GIVEN INSTRUCTION: Rewrite the rows starting with the line that contains "Each instance of the floor" and going on through the last row, keeping the request lines unchanged and raising every coordinate by 21.

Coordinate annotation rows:
— START —
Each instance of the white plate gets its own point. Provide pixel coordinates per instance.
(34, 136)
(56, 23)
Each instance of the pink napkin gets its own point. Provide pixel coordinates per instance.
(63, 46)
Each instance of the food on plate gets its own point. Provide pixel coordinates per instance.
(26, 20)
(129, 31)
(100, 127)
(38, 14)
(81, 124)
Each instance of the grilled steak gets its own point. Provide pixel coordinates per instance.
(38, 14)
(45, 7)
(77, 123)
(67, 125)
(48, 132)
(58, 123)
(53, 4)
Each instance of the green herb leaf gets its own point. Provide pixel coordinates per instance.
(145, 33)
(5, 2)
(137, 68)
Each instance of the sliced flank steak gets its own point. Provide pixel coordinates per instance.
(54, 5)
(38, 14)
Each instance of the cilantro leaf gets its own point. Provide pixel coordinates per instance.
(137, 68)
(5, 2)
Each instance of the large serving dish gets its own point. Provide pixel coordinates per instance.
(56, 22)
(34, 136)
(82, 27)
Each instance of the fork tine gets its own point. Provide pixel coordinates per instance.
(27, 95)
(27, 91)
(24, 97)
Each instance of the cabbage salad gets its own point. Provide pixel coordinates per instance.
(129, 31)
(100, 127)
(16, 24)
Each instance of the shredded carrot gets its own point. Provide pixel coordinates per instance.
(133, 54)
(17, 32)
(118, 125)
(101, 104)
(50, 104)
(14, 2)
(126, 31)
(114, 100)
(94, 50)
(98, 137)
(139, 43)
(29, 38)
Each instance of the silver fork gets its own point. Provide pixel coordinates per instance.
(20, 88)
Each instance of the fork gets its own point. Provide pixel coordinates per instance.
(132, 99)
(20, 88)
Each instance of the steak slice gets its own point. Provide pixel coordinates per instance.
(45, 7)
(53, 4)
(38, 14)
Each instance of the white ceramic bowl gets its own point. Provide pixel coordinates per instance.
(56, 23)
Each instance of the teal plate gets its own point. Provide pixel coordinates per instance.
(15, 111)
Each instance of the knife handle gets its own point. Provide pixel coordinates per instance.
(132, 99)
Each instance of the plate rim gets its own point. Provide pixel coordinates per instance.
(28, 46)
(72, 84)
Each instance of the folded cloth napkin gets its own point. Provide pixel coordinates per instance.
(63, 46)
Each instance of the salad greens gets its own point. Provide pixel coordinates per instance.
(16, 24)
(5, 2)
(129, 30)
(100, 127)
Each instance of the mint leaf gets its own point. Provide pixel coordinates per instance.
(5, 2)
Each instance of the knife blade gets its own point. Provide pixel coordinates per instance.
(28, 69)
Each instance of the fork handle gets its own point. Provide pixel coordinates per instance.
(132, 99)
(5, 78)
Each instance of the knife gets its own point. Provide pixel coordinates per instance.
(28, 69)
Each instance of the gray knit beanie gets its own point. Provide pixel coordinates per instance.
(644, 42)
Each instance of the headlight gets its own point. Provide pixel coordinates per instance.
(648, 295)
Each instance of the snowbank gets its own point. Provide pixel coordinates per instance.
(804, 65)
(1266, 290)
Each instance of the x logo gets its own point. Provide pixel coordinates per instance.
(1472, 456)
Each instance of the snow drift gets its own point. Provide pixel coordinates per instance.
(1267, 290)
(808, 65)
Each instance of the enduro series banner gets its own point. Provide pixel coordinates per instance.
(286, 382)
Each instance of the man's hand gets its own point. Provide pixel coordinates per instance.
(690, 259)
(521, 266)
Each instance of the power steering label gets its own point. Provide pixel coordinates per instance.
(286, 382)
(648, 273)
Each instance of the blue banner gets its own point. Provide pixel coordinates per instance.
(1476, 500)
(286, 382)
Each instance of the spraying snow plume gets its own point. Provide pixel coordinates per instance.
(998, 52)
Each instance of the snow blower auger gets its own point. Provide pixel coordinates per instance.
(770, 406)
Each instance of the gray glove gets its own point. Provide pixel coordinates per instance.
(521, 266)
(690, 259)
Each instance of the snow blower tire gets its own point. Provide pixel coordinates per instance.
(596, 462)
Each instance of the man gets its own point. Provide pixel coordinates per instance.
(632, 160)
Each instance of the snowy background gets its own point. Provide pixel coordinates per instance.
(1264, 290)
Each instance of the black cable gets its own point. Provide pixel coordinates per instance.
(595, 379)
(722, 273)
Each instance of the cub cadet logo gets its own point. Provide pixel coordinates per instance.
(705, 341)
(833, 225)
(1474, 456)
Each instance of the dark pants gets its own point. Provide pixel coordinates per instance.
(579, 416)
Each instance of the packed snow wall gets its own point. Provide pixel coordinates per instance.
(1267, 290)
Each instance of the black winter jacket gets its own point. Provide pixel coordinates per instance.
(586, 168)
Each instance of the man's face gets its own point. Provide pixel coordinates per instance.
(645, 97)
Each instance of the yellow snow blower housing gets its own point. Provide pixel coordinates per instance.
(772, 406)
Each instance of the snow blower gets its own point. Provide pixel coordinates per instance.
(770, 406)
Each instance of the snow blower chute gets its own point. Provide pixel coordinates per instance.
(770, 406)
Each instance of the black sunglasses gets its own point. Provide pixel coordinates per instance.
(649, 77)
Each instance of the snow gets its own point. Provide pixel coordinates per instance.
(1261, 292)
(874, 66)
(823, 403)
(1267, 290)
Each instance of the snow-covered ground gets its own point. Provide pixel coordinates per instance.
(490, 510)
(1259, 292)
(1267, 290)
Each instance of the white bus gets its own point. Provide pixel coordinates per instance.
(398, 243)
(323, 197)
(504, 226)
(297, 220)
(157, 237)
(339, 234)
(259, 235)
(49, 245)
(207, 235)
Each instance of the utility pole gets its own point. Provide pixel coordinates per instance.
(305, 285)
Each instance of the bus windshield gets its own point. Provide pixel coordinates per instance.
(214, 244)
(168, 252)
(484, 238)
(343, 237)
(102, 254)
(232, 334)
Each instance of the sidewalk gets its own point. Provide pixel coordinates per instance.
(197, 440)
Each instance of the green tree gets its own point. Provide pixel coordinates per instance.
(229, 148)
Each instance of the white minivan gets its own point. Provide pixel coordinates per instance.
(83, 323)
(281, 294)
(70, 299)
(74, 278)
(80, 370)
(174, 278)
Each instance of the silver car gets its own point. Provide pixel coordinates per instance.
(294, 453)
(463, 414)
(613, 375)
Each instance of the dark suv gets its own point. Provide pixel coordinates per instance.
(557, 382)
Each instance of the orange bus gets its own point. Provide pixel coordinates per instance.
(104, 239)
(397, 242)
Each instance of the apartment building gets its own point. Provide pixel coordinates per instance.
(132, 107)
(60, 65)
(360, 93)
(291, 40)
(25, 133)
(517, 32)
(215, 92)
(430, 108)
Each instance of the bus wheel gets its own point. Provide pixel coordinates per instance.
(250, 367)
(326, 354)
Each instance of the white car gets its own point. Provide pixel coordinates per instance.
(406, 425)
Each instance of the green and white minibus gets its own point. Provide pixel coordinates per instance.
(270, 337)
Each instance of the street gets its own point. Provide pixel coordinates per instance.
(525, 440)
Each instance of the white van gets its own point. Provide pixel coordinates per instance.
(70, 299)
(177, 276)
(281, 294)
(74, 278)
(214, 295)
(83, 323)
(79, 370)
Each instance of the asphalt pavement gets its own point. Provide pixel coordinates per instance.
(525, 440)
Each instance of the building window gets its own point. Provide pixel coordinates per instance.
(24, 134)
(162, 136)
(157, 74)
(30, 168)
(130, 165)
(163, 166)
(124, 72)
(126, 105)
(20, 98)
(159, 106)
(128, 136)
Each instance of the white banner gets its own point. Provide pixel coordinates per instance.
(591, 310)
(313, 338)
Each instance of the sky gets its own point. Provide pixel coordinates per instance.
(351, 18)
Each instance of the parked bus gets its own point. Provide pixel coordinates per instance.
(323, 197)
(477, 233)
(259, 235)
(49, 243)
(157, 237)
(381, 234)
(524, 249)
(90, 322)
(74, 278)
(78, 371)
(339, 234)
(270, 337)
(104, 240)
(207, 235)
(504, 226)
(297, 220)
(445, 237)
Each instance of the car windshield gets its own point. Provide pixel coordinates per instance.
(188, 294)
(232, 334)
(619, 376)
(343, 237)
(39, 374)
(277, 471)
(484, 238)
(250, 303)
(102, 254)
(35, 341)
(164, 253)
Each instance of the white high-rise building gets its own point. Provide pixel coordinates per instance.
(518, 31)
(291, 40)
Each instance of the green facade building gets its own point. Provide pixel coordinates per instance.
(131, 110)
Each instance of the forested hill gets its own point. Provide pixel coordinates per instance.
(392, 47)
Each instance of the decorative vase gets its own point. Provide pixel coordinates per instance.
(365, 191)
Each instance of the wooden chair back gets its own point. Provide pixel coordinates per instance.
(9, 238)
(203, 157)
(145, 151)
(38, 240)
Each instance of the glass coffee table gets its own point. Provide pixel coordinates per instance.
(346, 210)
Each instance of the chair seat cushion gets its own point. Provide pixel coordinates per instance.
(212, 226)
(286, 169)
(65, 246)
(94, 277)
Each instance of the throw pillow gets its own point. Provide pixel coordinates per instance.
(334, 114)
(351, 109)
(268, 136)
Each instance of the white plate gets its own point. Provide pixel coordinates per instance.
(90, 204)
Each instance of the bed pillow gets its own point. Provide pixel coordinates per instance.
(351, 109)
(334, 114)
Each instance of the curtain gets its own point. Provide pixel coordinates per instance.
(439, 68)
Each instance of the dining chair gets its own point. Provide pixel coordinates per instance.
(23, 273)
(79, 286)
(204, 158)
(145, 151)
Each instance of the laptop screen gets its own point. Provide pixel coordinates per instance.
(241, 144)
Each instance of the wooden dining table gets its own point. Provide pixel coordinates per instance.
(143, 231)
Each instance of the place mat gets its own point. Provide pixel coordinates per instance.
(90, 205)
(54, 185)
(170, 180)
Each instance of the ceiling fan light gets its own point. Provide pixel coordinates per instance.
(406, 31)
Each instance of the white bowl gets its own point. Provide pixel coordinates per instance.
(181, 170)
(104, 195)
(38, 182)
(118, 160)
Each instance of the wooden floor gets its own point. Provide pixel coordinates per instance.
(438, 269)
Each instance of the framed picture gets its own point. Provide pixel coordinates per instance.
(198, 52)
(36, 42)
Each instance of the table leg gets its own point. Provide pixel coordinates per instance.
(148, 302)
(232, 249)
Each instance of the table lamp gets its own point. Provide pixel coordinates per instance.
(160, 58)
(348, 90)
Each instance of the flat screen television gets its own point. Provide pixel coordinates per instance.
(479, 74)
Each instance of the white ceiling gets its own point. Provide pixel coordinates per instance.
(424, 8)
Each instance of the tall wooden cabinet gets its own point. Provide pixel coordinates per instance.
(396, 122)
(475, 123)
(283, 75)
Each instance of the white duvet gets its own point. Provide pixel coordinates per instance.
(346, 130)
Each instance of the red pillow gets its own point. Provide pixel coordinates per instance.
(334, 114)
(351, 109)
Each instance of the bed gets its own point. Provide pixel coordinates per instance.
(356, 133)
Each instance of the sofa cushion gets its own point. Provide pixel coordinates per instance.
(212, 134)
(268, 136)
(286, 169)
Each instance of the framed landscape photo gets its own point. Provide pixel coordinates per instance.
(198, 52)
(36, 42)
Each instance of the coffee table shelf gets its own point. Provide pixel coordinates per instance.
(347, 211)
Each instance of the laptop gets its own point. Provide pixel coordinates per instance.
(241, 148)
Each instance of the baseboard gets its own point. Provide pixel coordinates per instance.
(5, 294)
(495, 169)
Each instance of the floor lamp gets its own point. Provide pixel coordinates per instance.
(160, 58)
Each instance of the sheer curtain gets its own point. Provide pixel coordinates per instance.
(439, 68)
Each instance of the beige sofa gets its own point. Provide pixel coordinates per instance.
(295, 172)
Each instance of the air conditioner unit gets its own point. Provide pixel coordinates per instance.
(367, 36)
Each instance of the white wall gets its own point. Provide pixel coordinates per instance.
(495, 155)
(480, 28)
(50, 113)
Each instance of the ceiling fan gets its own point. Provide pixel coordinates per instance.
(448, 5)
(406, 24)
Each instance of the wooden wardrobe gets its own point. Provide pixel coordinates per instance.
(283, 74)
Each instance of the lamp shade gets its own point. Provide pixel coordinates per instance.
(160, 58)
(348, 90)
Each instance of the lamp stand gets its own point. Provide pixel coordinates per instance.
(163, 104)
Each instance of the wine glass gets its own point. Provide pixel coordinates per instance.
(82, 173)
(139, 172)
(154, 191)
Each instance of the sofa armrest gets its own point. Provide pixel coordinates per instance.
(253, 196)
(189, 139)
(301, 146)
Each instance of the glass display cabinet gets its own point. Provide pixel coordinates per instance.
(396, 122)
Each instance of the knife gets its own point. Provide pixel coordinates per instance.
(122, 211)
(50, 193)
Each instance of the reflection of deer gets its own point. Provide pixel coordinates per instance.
— END —
WORKED ANSWER:
Each instance of the floor lamp gets its own point. Provide pixel coordinates per instance.
(181, 79)
Each instance of the sheer curtain gets its own point. Provide pixel coordinates per instance.
(460, 89)
Each instance of the beige sofa gets its own point. Provide pixel coordinates per instance.
(316, 193)
Each instance of the air conditioner unit gets its own point. Provide pixel coordinates per instance.
(388, 57)
Each instance of the white wall gets its own point. Provide pixel coordinates per instance.
(516, 176)
(501, 49)
(71, 134)
Each instance of the ceiling fan gets its own point. Provide pixel coordinates per instance.
(469, 26)
(427, 45)
Each instance of the wooden wardrobe gets its own point. Provide pixel coordinates per instance.
(304, 95)
Each instance of the lamp shade gets its own point. Provide pixel coordinates per instance.
(181, 79)
(369, 111)
Each instance of the lamp stand gets its own point. Provide pixel coordinates per instance.
(184, 125)
Each instance of the wine glass gets its own point. Provide pixel coordinates per instance.
(103, 194)
(160, 193)
(175, 212)
Each instance of the sofa armrest gets its own point. Provide pixel coordinates per instance.
(274, 217)
(210, 160)
(322, 167)
Each instance of the glass display cabinet gets its own point. Provide pixel coordinates per instance.
(417, 143)
Each instance of the knife gets its own point. Provide pixel coordinates per instance.
(143, 232)
(71, 214)
Each instance of the reflection of deer gets its own point. Provide pixel coordinates per instance.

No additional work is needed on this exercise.